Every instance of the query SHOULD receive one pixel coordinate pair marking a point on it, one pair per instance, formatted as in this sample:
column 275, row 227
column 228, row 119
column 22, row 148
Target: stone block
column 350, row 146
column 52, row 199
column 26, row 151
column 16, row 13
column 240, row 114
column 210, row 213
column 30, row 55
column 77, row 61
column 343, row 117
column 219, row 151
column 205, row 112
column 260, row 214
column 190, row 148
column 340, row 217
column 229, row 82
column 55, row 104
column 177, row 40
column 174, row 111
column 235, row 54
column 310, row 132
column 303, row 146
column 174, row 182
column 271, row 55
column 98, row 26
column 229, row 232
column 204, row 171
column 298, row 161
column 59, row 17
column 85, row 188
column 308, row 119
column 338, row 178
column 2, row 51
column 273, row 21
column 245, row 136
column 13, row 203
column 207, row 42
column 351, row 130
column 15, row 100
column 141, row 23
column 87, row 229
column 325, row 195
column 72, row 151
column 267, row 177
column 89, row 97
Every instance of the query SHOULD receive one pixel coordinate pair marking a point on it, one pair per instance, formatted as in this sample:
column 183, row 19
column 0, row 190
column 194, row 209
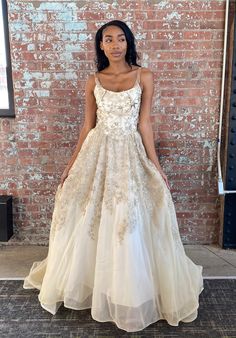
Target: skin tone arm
column 89, row 123
column 144, row 126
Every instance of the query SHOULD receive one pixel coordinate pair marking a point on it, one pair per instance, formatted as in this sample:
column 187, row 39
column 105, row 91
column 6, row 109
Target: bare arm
column 145, row 126
column 90, row 118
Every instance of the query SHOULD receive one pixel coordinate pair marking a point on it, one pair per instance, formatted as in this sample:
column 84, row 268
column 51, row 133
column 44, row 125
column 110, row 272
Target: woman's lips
column 116, row 54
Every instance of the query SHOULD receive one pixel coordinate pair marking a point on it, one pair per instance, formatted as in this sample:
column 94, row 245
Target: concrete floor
column 16, row 260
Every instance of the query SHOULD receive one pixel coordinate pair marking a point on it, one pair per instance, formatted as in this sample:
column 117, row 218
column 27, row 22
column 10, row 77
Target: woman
column 114, row 241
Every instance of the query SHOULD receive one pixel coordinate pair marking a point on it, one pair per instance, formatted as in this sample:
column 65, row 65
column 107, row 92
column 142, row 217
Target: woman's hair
column 131, row 55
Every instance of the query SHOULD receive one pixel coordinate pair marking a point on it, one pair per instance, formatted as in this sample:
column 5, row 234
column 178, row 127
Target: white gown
column 114, row 243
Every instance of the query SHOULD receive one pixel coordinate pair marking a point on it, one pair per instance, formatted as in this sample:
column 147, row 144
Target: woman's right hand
column 64, row 176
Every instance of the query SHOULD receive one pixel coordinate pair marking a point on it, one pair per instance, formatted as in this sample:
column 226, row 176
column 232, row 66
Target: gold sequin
column 112, row 168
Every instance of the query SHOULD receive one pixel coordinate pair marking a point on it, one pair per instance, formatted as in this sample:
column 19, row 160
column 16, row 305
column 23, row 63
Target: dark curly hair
column 131, row 55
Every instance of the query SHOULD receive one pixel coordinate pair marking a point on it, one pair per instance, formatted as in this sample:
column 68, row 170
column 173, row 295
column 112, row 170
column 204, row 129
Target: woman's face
column 114, row 43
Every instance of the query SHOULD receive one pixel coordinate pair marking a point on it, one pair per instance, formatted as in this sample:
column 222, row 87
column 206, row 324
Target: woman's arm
column 144, row 125
column 89, row 121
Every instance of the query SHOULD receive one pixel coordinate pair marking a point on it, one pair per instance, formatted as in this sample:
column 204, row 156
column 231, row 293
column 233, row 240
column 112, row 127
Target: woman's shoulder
column 146, row 71
column 146, row 75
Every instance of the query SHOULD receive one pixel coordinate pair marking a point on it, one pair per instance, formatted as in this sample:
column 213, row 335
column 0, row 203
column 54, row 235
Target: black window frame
column 9, row 112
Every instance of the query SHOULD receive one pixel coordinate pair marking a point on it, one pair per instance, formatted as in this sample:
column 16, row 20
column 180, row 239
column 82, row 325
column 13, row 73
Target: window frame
column 9, row 112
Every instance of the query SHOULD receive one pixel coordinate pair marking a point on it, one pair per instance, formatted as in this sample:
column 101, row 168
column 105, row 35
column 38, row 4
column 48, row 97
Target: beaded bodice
column 118, row 112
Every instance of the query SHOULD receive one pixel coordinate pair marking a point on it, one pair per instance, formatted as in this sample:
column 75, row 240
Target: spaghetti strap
column 96, row 78
column 138, row 75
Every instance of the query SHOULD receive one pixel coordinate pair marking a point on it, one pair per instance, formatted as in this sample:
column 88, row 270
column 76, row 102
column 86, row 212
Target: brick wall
column 52, row 55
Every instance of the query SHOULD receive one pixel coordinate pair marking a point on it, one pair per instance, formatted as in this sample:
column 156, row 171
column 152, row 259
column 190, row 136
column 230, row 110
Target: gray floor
column 16, row 260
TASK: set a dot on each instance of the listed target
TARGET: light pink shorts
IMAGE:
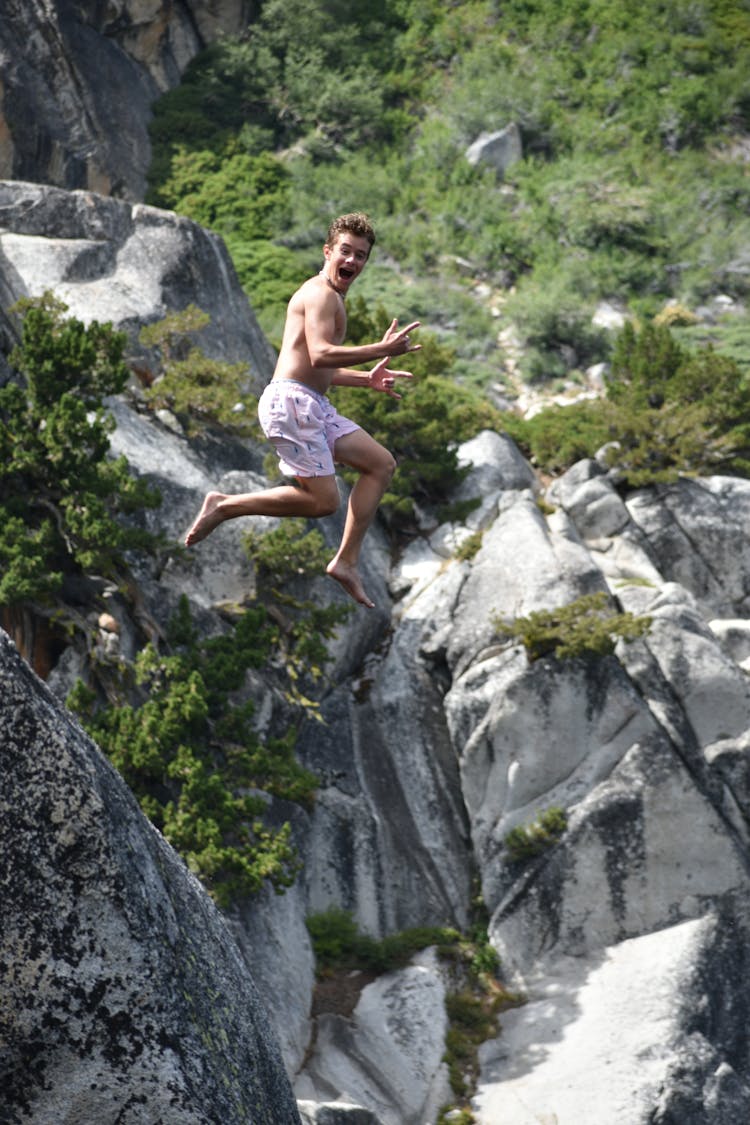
(303, 425)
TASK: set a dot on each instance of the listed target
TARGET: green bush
(285, 556)
(339, 944)
(524, 842)
(63, 500)
(584, 628)
(193, 761)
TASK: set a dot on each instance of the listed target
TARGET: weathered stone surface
(78, 82)
(645, 1031)
(335, 1113)
(124, 993)
(127, 264)
(697, 533)
(388, 1056)
(518, 568)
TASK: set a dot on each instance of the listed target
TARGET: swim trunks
(303, 425)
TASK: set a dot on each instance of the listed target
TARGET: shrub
(530, 840)
(62, 498)
(283, 556)
(197, 388)
(193, 761)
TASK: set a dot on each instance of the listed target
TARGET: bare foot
(207, 519)
(349, 577)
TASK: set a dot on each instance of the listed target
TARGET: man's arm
(321, 334)
(379, 378)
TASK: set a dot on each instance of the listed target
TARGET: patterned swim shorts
(303, 425)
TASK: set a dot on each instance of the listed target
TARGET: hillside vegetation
(633, 187)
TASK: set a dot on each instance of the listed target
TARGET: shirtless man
(301, 423)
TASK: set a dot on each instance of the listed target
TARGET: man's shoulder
(313, 291)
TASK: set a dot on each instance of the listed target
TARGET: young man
(301, 423)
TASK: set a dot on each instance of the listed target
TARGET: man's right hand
(397, 340)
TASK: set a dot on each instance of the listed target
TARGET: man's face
(346, 259)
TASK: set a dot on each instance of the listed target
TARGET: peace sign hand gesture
(382, 378)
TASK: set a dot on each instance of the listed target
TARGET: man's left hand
(382, 378)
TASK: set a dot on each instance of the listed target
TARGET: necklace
(334, 287)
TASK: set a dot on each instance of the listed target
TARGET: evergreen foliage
(584, 628)
(197, 388)
(631, 186)
(525, 842)
(339, 944)
(424, 428)
(282, 557)
(668, 412)
(62, 497)
(192, 757)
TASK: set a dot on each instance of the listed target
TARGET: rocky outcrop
(500, 150)
(125, 263)
(78, 81)
(125, 997)
(629, 935)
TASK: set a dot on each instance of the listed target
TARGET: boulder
(697, 536)
(388, 1055)
(645, 1032)
(79, 82)
(127, 264)
(125, 996)
(500, 150)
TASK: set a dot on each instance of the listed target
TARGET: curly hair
(354, 223)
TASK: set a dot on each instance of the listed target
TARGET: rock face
(630, 935)
(500, 150)
(124, 995)
(126, 263)
(77, 83)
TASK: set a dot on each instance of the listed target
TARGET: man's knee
(326, 506)
(387, 466)
(324, 500)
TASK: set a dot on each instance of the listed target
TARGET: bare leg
(376, 467)
(315, 496)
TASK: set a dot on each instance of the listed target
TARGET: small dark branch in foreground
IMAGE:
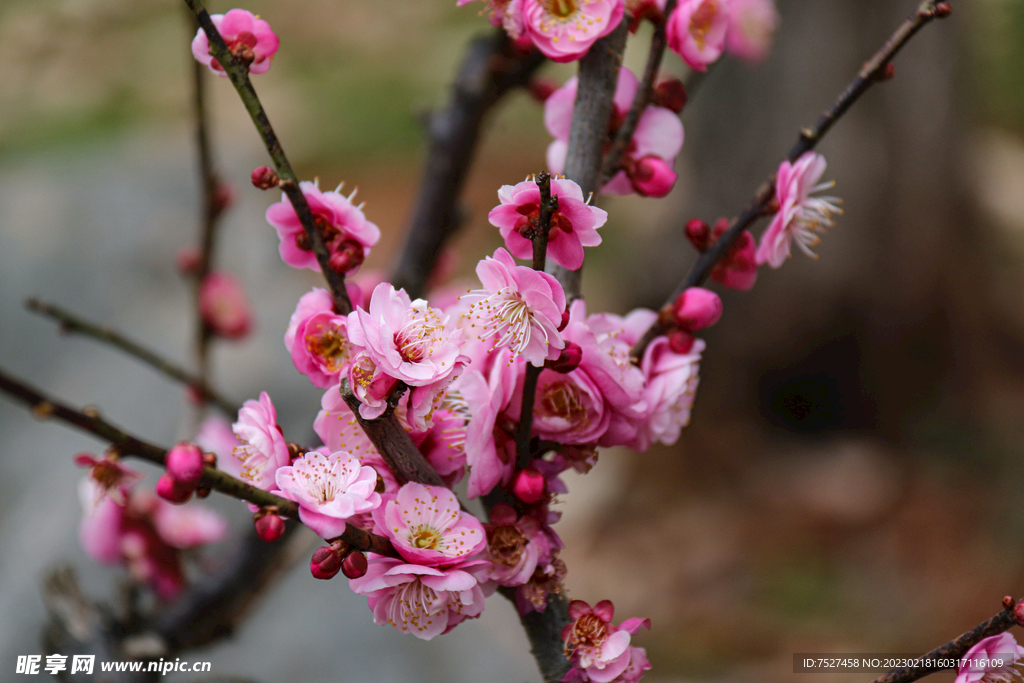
(809, 137)
(591, 118)
(613, 157)
(89, 421)
(489, 69)
(394, 444)
(954, 649)
(72, 324)
(239, 76)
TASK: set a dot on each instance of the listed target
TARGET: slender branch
(491, 68)
(613, 157)
(393, 442)
(591, 117)
(809, 137)
(955, 648)
(239, 76)
(89, 421)
(72, 324)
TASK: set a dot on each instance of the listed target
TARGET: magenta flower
(992, 659)
(647, 164)
(261, 446)
(317, 338)
(330, 489)
(752, 26)
(406, 340)
(573, 225)
(564, 30)
(421, 600)
(696, 31)
(801, 217)
(518, 307)
(247, 36)
(223, 305)
(343, 225)
(427, 527)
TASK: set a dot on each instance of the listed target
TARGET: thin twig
(127, 444)
(613, 157)
(954, 649)
(239, 76)
(72, 324)
(591, 117)
(492, 67)
(809, 137)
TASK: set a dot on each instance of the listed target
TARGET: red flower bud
(354, 565)
(696, 308)
(264, 177)
(171, 491)
(529, 485)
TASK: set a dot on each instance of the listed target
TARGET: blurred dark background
(850, 479)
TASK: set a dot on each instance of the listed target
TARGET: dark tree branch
(71, 324)
(239, 76)
(591, 118)
(491, 68)
(955, 648)
(809, 137)
(393, 442)
(613, 157)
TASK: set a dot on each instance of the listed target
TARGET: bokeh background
(851, 479)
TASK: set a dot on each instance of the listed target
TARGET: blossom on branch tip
(801, 217)
(573, 224)
(342, 225)
(696, 31)
(249, 38)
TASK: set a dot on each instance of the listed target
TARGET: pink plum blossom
(330, 489)
(223, 305)
(801, 217)
(518, 307)
(261, 447)
(992, 659)
(427, 526)
(647, 163)
(696, 31)
(752, 25)
(342, 224)
(564, 30)
(423, 600)
(573, 225)
(245, 34)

+++

### Activity
Going down from the first line of the entries above, restate each line word for word until the line holding "column 22, row 148" is done.

### Response to this task
Every instance of the query SHOULD receive one pixel coordinate pair marking a point on it, one pair per instance, formatted as in this sample:
column 275, row 227
column 228, row 119
column 22, row 148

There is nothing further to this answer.